As I write this on Thursday, November 3, 2022, True the Vote’s Catherine Engelbrecht and Gregg Phillips have been in jail since Monday morning, sent there by the judge presiding over a defamation case against them in a Houston, Texas courtroom.
Even though Konnech CEO Eugene Yu was arrested on October 4 by Los Angeles County prosecutors and charged with stealing his clients election worker data and sending it illegally to China, Konnech is continuing to pursue this defamation case against True the Vote.
But are these court hearings still about supposed defamation or has this lawsuit become a vehicle for something else?
Konnech makes the following claims in its defamation lawsuit:
- That True The Vote defamed Konnech and its founder, CEO Eugene Yu, by claiming that the election software company was taking client’s election-related data and storing it outside of the United States in China. Konnech has stridently represented to the court in official filings and affidavits that none of its client’s data is stored anywhere outside of the US. In fact, Konnech maintains in its lawsuit that all clientele data is kept only on secure servers inside the US.
- That Gregg Phillips and his team hacked their way into a server located somewhere in China that by some arcane act of sorcery had 1.8 million US poll worker’s personal identification information that apparently came from Konnech.
- That Phillips and his team stole key data off this Chinese server and still have not returned all the purloined data they are not contractually allowed to possess.
Federal District Judge Kenneth Hoyt appears to be far more interested in helping Konnech track down the identities of all involved in exposing the company’s massive contract fraud involving it’s client’s election data than he is in properly deciding if its defamatory for True the Vote to claim Eugene Yu did what LA County officials just arrested and charged him for doing.
One of the most stunning aspects of this case is how the judge seems to have instantly accepted without question or evidence Konnech’s version of events from the very start and has pro-actively taken steps to counter any attempt by the defendants to prove the falsity of Konnech’s representations to him.
Let me provide just one example of this:
On Thursday October 27, True the Vote’s lawyers had a representative of the Los Angeles County District Attorney’s Office on the phone ready to speak to the judge about the case being made against Eugene Yu. This LA County rep was clearly prepared to discuss evidence that the server in question was indeed located in China, and not inside the United States. This person was prepared to discuss the very relevant fact that the data on the Chinese server included over one million US poll worker’s personal identification information. This person was prepared to answer any questions the judge had about the criminal case being prosecuted against Eugene Yu and, by extension, against Konnech itself.
As the stunned observers in the courtroom looked on, Judge Hoyt insisted he had no reason to speak to this LA County person, and wasn’t interested in discussing any of the evidence being used to prosecute Eugene Yu because he sees that as a completely different case, and so he was not going to waste any of his time on that.

########

| Requests |
1. Answer these from the article on the Konnech defamation case:
(a) On what date was Eugene Yu arrested?
(b) According to Konnech's claims, how many US poll workers' personal identification information was on the server in China?
(c) On what date did True the Vote's lawyers have a Los Angeles County District Attorney's Office representative on the phone?
2. Reproduce the passage of the article on the Konnech defamation case starting with "Konnech makes the" and going on through "inside the US.".
3. Carry on the article on the Konnech defamation case, picking up after its final sentence.
The records that come next have no connection to the article on the Konnech defamation case.

########

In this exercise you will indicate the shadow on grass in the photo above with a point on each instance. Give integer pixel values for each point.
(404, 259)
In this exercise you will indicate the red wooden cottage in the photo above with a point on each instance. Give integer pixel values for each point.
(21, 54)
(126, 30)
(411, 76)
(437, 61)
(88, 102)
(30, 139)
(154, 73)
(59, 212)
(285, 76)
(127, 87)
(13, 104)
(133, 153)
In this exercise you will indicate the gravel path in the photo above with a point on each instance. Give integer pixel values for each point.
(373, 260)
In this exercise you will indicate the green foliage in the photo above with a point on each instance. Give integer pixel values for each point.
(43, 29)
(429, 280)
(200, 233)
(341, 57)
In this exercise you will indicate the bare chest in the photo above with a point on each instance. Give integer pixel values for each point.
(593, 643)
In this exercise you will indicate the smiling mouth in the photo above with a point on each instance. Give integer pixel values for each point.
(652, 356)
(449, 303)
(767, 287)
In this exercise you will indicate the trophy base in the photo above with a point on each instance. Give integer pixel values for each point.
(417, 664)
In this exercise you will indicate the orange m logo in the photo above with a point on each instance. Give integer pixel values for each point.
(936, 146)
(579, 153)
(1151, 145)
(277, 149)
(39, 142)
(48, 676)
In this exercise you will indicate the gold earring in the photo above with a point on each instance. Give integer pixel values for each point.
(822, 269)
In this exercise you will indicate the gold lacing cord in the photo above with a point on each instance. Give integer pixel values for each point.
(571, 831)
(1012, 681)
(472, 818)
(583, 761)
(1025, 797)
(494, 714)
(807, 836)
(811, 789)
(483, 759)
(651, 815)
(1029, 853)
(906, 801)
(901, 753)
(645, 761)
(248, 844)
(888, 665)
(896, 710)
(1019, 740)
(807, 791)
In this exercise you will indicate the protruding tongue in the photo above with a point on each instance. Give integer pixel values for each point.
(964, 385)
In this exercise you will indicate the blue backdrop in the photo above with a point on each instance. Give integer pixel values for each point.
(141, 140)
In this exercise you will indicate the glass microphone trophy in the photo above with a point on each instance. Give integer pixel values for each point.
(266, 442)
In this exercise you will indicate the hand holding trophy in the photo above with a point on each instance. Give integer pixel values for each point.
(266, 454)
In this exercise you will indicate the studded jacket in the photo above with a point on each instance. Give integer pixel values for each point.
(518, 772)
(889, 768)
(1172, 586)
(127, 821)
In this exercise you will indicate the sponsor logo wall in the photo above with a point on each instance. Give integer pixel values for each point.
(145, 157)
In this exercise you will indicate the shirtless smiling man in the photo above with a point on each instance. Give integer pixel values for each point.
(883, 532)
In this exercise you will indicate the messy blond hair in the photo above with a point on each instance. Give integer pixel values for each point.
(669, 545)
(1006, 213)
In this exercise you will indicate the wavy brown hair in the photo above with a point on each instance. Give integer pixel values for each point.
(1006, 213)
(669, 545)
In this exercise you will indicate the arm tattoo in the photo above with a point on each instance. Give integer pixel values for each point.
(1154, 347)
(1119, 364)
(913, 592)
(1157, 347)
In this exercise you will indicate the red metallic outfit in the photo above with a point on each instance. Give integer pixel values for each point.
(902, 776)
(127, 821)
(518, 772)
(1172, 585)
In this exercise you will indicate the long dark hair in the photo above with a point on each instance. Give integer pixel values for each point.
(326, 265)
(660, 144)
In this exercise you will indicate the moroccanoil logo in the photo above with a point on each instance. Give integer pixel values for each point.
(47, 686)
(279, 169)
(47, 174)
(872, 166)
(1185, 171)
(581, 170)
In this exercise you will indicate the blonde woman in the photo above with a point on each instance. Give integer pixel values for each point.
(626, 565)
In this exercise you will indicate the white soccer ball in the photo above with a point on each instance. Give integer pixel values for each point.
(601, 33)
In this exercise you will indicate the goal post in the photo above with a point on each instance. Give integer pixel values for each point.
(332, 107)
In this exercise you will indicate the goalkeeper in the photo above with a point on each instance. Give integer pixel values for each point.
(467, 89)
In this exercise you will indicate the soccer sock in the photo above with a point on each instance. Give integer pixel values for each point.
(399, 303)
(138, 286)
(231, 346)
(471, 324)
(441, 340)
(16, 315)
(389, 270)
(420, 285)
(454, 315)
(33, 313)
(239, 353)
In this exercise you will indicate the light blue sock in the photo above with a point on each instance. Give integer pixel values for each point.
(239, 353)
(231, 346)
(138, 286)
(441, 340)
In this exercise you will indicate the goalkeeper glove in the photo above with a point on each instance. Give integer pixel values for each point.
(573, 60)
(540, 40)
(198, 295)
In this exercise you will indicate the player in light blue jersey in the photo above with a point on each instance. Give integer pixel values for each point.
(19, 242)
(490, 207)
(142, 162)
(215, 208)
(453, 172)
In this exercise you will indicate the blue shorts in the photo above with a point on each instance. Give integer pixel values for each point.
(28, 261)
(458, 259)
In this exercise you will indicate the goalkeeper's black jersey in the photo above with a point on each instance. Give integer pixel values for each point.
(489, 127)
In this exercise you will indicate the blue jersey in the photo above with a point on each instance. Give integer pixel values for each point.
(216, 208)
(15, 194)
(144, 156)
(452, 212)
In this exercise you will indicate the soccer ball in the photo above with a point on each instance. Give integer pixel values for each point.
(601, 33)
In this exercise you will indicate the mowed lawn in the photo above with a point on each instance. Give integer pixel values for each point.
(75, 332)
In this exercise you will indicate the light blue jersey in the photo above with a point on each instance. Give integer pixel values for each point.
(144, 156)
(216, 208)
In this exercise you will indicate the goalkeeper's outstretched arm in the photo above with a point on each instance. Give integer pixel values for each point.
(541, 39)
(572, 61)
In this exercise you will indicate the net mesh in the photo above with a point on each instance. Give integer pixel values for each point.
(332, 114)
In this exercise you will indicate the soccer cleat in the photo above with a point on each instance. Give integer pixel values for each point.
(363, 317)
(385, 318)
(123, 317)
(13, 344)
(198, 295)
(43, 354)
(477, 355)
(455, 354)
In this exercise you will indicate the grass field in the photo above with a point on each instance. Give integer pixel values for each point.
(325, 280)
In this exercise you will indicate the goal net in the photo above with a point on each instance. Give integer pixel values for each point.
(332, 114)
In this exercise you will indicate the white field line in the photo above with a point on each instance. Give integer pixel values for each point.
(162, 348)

########

| Expected outputs |
1.
(a) October 4
(b) 1.8 million
(c) Thursday, October 27

2.
Konnech makes the following claims in its defamation lawsuit:
- That True The Vote defamed Konnech and its founder, CEO Eugene Yu, by claiming that the election software company was taking client’s election-related data and storing it outside of the United States in China. Konnech has stridently represented to the court in official filings and affidavits that none of its client’s data is stored anywhere outside of the US. In fact, Konnech maintains in its lawsuit that all clientele data is kept only on secure servers inside the US.

3.
Konnech’s lawyers in this case continue to stridently insist that at no time and in no way has Konnech ever transmitted or stored any of their client’s election data to any country outside of the United States. And even if this was the case and it was Konnech that put this data on the Chinese server, Konnech had a contract giving them a right to have possession of this client data while True the Vote does not. [Hold onto that thought about True the Vote ‘having possession of’ any Konnech data. It’s going to become important later].
Konnech lawyers are forced to hold to this claim, as every single US county that Konnech signed a contract with for Election Management Services [EMS] clearly and concisely states that all of the client’s data will be stored **only** on secure servers inside of the United States. Having to admit that Konnech engaged in contract fraud with some or perhaps even all of the US counties that hired them for EMS services would immediately place the company in jeopardy of contract fraud and embezzlement on top of theft of personal identification information.
After all, if Gregg and Catherine claimed Eugene Yu and Konnech were storing a massive amount of their client’s US-election-related data in China, in direct contravention to it’s contractual obligations, and evidence has emerged that Eugene Yu and Konnech **were in fact** doing exactly that, where is the defamation?
Konnech’s lawyers attempt to dissemble by stating that no one has claimed that Mr. Yu or Konnech attempted to **sell** any of this personal data, but that’s besides the point. Just taking this client data out of the country without the client’s knowledge or permission and in direct contravention to written and signed contracts is a CRIME.
And yet all throughout these hearings, Judge Hoyt has professed to believe Konnech’s representations about this server and has studiously avoided every attempt to establish the actual location of the server upon which the 1.8 million poll worker’s personal identification information was discovered and if it was Konnech that put it there.
Judge Hoyt has avoided any and all discussion in his courtroom about the fact that Konnech’s CEO Eugene Yu was arrested on October 4 and is currently out on bond, criminally charged with doing exactly what True the Vote had claimed he did: illegally transferring and storing his client’s election-related data on a server in China.
While Judge Hoyt is a respected jurist with over 35 years experience on the bench, I think most observers like myself who are very familiar with the Konnech case in California have to strongly disagree with this opinion that he has expressed, that the defamation case brought against True the Vote has nothing to do with the arrest and criminal prosecution of Eugene Yu.
It has everything to do with it.
LA County investigators and prosecutors saw enough evidence that Yu had engaged in deliberate contract fraud involving stolen poll worker’s PII that a grand jury returned an indictment against him.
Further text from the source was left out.